# WORK TO DO
Give the data below again exactly as it stands. Omit the pictures.

# DATA TO USE
## BEGIN

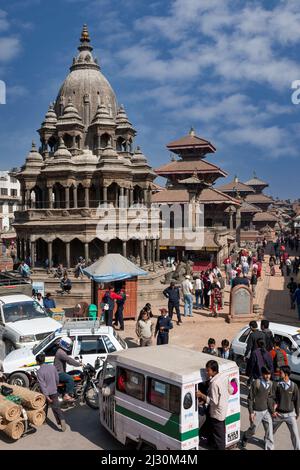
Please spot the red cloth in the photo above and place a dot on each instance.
(115, 296)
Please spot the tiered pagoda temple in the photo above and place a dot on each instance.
(190, 178)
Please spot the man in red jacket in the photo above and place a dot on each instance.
(109, 300)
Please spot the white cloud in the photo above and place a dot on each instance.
(9, 48)
(3, 21)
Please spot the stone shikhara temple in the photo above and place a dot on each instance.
(86, 158)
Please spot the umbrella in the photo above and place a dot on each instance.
(113, 267)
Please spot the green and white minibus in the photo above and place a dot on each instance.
(148, 397)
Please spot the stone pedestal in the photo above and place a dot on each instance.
(241, 305)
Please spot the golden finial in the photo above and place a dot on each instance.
(85, 37)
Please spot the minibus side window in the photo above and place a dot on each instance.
(163, 395)
(131, 383)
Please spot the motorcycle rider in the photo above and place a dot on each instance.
(61, 360)
(48, 380)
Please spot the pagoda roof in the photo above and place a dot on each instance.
(189, 167)
(236, 186)
(265, 217)
(256, 182)
(249, 208)
(258, 199)
(191, 142)
(207, 196)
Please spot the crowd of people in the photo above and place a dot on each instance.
(273, 398)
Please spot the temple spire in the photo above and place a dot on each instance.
(85, 36)
(85, 40)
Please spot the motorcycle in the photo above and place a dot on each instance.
(85, 386)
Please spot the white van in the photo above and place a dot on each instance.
(23, 322)
(290, 342)
(148, 397)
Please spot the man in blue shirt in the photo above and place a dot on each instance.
(163, 326)
(48, 301)
(296, 299)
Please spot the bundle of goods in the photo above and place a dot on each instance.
(18, 405)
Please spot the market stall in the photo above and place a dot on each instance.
(114, 269)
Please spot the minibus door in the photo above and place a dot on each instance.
(189, 417)
(107, 390)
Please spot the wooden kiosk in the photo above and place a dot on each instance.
(114, 269)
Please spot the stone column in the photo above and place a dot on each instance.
(231, 221)
(86, 251)
(105, 195)
(157, 250)
(117, 197)
(126, 194)
(142, 252)
(67, 197)
(238, 225)
(87, 197)
(27, 199)
(75, 197)
(32, 253)
(124, 249)
(68, 255)
(18, 248)
(130, 196)
(22, 249)
(50, 198)
(148, 250)
(50, 254)
(145, 197)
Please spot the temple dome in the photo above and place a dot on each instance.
(86, 82)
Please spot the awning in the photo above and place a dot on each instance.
(113, 267)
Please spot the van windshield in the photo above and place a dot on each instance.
(296, 338)
(39, 347)
(19, 311)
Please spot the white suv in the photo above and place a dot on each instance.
(90, 340)
(23, 322)
(290, 342)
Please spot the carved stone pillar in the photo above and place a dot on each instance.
(157, 251)
(50, 198)
(27, 199)
(75, 197)
(87, 197)
(32, 253)
(142, 252)
(124, 248)
(50, 254)
(68, 256)
(67, 197)
(86, 251)
(105, 195)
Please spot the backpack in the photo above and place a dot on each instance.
(278, 360)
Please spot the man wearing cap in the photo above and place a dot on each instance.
(187, 290)
(163, 326)
(240, 280)
(173, 295)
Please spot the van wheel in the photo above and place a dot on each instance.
(9, 346)
(20, 379)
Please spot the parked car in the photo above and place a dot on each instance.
(23, 322)
(290, 342)
(89, 341)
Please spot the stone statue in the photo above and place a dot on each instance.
(182, 269)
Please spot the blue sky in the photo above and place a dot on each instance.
(224, 67)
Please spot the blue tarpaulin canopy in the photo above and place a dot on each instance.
(113, 267)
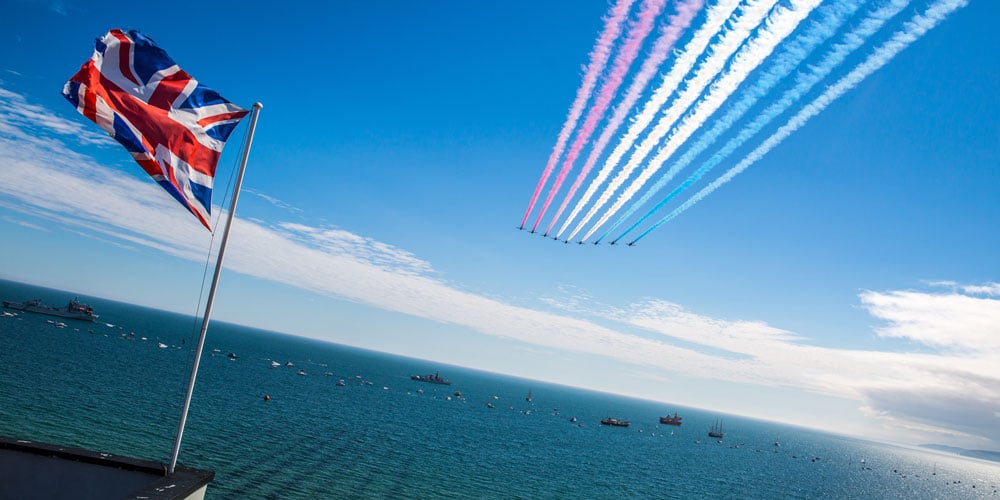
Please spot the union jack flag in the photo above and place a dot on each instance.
(174, 126)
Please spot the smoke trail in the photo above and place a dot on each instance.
(619, 68)
(678, 23)
(714, 18)
(598, 58)
(913, 30)
(804, 83)
(779, 25)
(752, 14)
(830, 19)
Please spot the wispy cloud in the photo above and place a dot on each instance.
(272, 200)
(956, 366)
(16, 115)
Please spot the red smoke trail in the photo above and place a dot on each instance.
(598, 59)
(623, 61)
(679, 22)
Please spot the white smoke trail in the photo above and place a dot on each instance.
(714, 19)
(679, 22)
(751, 16)
(912, 31)
(598, 59)
(781, 23)
(805, 81)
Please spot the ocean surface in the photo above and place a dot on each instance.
(109, 386)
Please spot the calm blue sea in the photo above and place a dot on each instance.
(108, 386)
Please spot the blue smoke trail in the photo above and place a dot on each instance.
(804, 83)
(913, 30)
(830, 19)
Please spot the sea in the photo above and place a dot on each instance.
(333, 421)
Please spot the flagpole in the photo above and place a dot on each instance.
(215, 283)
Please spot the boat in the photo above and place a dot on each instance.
(73, 310)
(674, 420)
(434, 379)
(716, 430)
(615, 422)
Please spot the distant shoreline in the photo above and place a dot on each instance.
(993, 456)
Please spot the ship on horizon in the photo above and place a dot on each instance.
(434, 379)
(615, 422)
(672, 420)
(73, 310)
(716, 430)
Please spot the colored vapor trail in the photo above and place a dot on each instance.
(598, 59)
(913, 30)
(744, 64)
(751, 16)
(779, 25)
(714, 19)
(831, 18)
(678, 23)
(619, 68)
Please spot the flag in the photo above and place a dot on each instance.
(174, 126)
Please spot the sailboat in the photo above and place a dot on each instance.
(716, 430)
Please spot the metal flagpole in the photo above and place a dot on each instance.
(215, 283)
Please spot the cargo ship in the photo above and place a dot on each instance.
(434, 379)
(674, 420)
(73, 310)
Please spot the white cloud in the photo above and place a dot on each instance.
(959, 370)
(991, 289)
(950, 320)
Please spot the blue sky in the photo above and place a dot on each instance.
(848, 280)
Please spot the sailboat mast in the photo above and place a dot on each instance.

## END

# SOLUTION TO THE EXERCISE
Please spot the red cloth in the photo above and place a dot on each instance.
(115, 296)
Please spot the tiered pagoda temple in the photo above and place a dot on each instance.
(190, 178)
Please spot the man in red jacket in the photo above and place a dot on each instance.
(109, 300)
Please spot the white cloud in the photo above and place a dot on each instance.
(9, 48)
(3, 21)
Please spot the stone shikhara temple in the photo above and place a dot on each instance.
(86, 158)
Please spot the umbrella in the photo above and place a dot on each instance.
(113, 267)
Please spot the green and white minibus in the photo above and place a dot on each instance.
(148, 397)
Please spot the stone pedestal in the photo above and place a dot on each instance.
(241, 305)
Please spot the golden finial in the photo above and place a dot on each instance.
(85, 37)
Please spot the minibus side window in the photo above and place a dot on each instance.
(163, 395)
(131, 383)
Please spot the motorcycle rider in the photo above and place a dot on each instance.
(61, 360)
(48, 380)
Please spot the pagoda roof in the photo above and place a dot on each instance.
(189, 167)
(236, 186)
(265, 217)
(256, 182)
(249, 208)
(258, 199)
(191, 142)
(207, 196)
Please spot the crowd of people in the photo above and place a dot on each instance.
(273, 398)
Please spot the temple spire in the photo above and place a dot on each instance.
(85, 36)
(85, 40)
Please spot the motorcycle in the photo above and place a dot on each instance.
(85, 386)
Please spot the white van in the photo above and place a dot on each instance.
(23, 322)
(290, 342)
(148, 397)
Please spot the man in blue shirt in the photo above and place a dot on each instance.
(163, 326)
(48, 301)
(296, 299)
Please spot the bundle of goods in the photo above and place a dot on each instance.
(18, 405)
Please spot the market stall in the photo above and place a dot on each instance.
(114, 269)
Please spot the minibus door in the photo above and place a dot on each instance.
(189, 417)
(107, 390)
Please spot the wooden kiosk in the photo above and place a dot on each instance.
(114, 269)
Please spot the stone column in the photo above and place a dot on each instance.
(231, 221)
(86, 251)
(105, 195)
(157, 250)
(117, 197)
(126, 194)
(142, 252)
(67, 197)
(238, 225)
(87, 197)
(27, 199)
(75, 197)
(32, 253)
(124, 249)
(68, 255)
(18, 248)
(130, 196)
(22, 249)
(50, 198)
(148, 250)
(50, 254)
(145, 197)
Please spot the temple dome in the photo above and place a dot on each instance.
(86, 82)
Please spot the awning in the photo above and place a dot on each instance.
(113, 267)
Please spot the van windshield in the photo above and place a dot on each instance.
(296, 338)
(39, 347)
(19, 311)
Please spot the white suv in the photo above and place a dot on each instance.
(90, 340)
(23, 322)
(290, 342)
Please spot the carved stone pillar in the photo above and place a dot on each instance.
(157, 251)
(50, 198)
(27, 199)
(75, 197)
(87, 197)
(32, 253)
(142, 252)
(124, 248)
(50, 254)
(68, 256)
(67, 197)
(86, 251)
(105, 195)
Please spot the backpack in the photo above and place a dot on each instance.
(278, 360)
Please spot the man wearing cap in the photo above and place a dot on each instance.
(187, 290)
(163, 326)
(240, 280)
(173, 295)
Please spot the van wheel in the photo above and place a dot on each instance.
(9, 346)
(20, 379)
Please spot the parked car in the photo above and place a dot on each instance.
(23, 322)
(290, 342)
(89, 341)
Please spot the stone statue in the photo above and place a dot on each instance.
(182, 269)
Please spot the blue sky in the photo above and place a dot on each instance.
(224, 67)
Please spot the blue tarpaulin canopy in the photo above and place a dot on each instance.
(113, 267)
Please spot the union jack flag in the photo above and place a dot on each instance.
(174, 126)
Please spot the smoke trail in the photo above and place a dot on each instance.
(619, 68)
(678, 23)
(714, 18)
(598, 58)
(913, 30)
(804, 83)
(779, 25)
(752, 14)
(830, 19)
Please spot the wispy cloud in the photo above and place a dot on each instance.
(272, 200)
(956, 366)
(16, 115)
Please spot the red smoke trail in the photo above and place a dot on each instance.
(598, 59)
(623, 61)
(679, 22)
Please spot the white smoke trail in the photo above and place a dot on each instance.
(714, 19)
(679, 22)
(751, 16)
(912, 31)
(598, 59)
(781, 23)
(805, 81)
Please spot the ocean surface in the photo above and place a dot on each instance.
(109, 386)
Please spot the calm blue sea in the photo above and place a dot on each instance.
(108, 386)
Please spot the blue smoke trail in the photo above and place a dot on each instance.
(804, 83)
(913, 30)
(830, 19)
Please spot the sea in the photo above and place a dot on each instance.
(333, 421)
Please spot the flagpole in the photo above and place a dot on each instance.
(215, 283)
Please spot the boat in the photo above and place a dot on each instance.
(73, 310)
(674, 420)
(434, 379)
(716, 430)
(615, 422)
Please spot the distant shoreline in the photo above and place a dot on each instance.
(993, 456)
Please spot the ship on horizon in the photo above and place a dot on each instance.
(434, 379)
(615, 422)
(672, 420)
(73, 310)
(716, 430)
Please spot the colored vapor trail in the photo above and place a dot on each instance.
(598, 59)
(913, 30)
(744, 64)
(751, 16)
(779, 25)
(714, 19)
(831, 18)
(678, 23)
(619, 68)
Please spot the flag in the photo above and place a dot on each instance.
(174, 126)
Please spot the sailboat in the photo above and place a dot on each instance.
(716, 430)
Please spot the metal flagpole in the photo above and place a dot on each instance.
(215, 283)
Please spot the cargo ship in the photo above and place a dot on each instance.
(434, 379)
(674, 420)
(73, 310)
Please spot the white cloud in the photo above and place a dot on each instance.
(959, 370)
(991, 289)
(950, 320)
Please spot the blue sky in the photo above and place a dot on each instance.
(848, 280)
Please spot the sailboat mast in the photo above and place a dot on each instance.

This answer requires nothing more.